(AIM OF THE TASK): Update all of the items below by changing each "Return the mask" to "Output the mask" and leaving everything else as it is.

(EXERCISE INPUTS):
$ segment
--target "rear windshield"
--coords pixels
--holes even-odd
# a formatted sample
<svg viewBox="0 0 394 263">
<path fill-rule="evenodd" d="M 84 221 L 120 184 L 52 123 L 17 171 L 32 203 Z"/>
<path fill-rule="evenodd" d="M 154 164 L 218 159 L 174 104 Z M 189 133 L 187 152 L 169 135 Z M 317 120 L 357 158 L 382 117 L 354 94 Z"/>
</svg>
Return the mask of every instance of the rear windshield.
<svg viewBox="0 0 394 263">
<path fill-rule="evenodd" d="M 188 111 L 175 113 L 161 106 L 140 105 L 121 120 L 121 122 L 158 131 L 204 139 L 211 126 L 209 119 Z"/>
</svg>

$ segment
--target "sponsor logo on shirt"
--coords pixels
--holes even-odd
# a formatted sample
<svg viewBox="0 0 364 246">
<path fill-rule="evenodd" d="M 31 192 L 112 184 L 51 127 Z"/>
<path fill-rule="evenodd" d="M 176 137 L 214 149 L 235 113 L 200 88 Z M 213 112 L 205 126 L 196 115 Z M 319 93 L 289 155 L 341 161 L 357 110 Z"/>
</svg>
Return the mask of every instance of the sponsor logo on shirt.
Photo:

(FULL SOLUTION):
$ segment
--target "rear windshield"
--coords pixels
--holes even-odd
# a formatted sample
<svg viewBox="0 0 394 263">
<path fill-rule="evenodd" d="M 84 221 L 120 184 L 52 123 L 17 171 L 32 203 Z"/>
<path fill-rule="evenodd" d="M 154 164 L 218 159 L 174 104 Z M 189 133 L 187 152 L 169 135 Z M 317 120 L 357 158 L 382 117 L 354 94 Z"/>
</svg>
Output the mask of every instance of the rear windshield.
<svg viewBox="0 0 394 263">
<path fill-rule="evenodd" d="M 188 111 L 175 113 L 161 106 L 140 105 L 121 120 L 121 122 L 158 131 L 204 139 L 211 126 L 209 119 Z"/>
</svg>

$ segment
--target "sponsor logo on shirt"
--coords pixels
--holes even-odd
# a formatted sample
<svg viewBox="0 0 364 246">
<path fill-rule="evenodd" d="M 31 192 L 112 184 L 51 127 Z"/>
<path fill-rule="evenodd" d="M 176 137 L 214 149 L 235 113 L 200 88 Z M 213 112 L 205 126 L 196 115 Z M 319 93 L 289 155 L 341 161 L 357 110 Z"/>
</svg>
Output the mask of every instance of the sponsor logo on shirt.
Photo:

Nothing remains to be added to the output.